Angezeigter Textausschnitt.
Die Revision gegen das am 13. Juni 1958 verkündete Urteil des 1. Zivilsenats des Oberlandesgerichts in Oldenburg wird auf Kosten der Kläger zurückgewiesen.

Von Rechts wegen

Die Kläger sind Mitglieder der beklagten Genossenschaft. Auf Grund Generalversammlungsbeschlusses vom 12. Juni 1957 wurde der Kläger zu 1 aus seinem Amt als Vorstandsmitglied abberufen. Die Kläger beantragen, diesen Beschluß für nichtig zu erklären. Sie sind der Meinung, daß die Generalversammlung nicht ordnungsgemäß einberufen worden sei.

Das Landgericht hat die Klage abgewiesen.

In der Berufungsinstanz haben die Kläger noch hilfsweise die Feststellung der Nichtigkeit des Generalversammlungsbeschlusses vom 12. Juni 1957 begehrt und neben nicht mehr interessierenden Punkten geltend gemacht, dem Kläger zu 1 sei das rechtliche Gehör versagt worden. Ihre Berufung hatte keinen Erfolg.

(Einträge aus einer Sammlung)
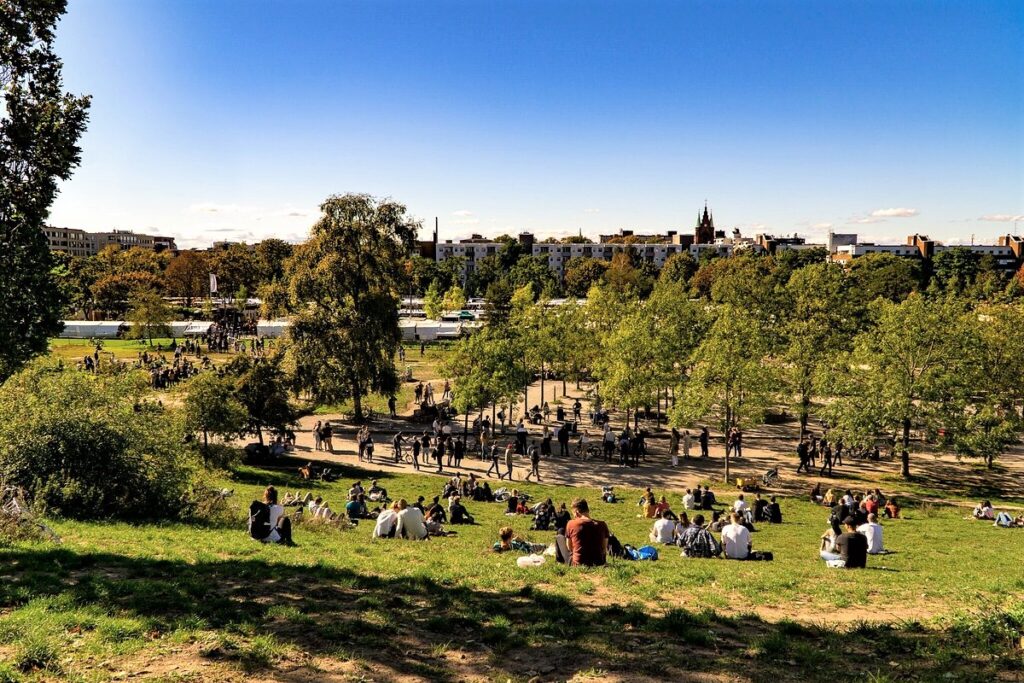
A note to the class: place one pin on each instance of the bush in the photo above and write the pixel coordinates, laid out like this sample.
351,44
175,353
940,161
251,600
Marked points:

* * *

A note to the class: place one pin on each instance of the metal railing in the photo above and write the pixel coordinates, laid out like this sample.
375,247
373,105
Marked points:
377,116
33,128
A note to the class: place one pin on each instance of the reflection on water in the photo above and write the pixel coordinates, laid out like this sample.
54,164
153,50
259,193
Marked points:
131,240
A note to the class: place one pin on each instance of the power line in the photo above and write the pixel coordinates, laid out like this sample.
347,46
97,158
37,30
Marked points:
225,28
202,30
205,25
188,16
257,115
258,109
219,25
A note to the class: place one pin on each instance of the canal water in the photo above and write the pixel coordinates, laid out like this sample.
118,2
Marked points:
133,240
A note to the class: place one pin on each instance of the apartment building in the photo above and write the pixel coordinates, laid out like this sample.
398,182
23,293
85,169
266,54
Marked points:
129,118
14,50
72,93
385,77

Aufgabenstellung.
Geben Sie den Abschnitt des Urteilstexts von „Von Rechts wegen“ bis „hatte keinen Erfolg.“ wortgetreu aus. Die Einträge haben mit dem Urteilstext nichts zu tun.

Erledigte Aufgabe.
Von Rechts wegen

Die Kläger sind Mitglieder der beklagten Genossenschaft. Auf Grund Generalversammlungsbeschlusses vom 12. Juni 1957 wurde der Kläger zu 1 aus seinem Amt als Vorstandsmitglied abberufen. Die Kläger beantragen, diesen Beschluß für nichtig zu erklären. Sie sind der Meinung, daß die Generalversammlung nicht ordnungsgemäß einberufen worden sei.

Das Landgericht hat die Klage abgewiesen.

In der Berufungsinstanz haben die Kläger noch hilfsweise die Feststellung der Nichtigkeit des Generalversammlungsbeschlusses vom 12. Juni 1957 begehrt und neben nicht mehr interessierenden Punkten geltend gemacht, dem Kläger zu 1 sei das rechtliche Gehör versagt worden. Ihre Berufung hatte keinen Erfolg.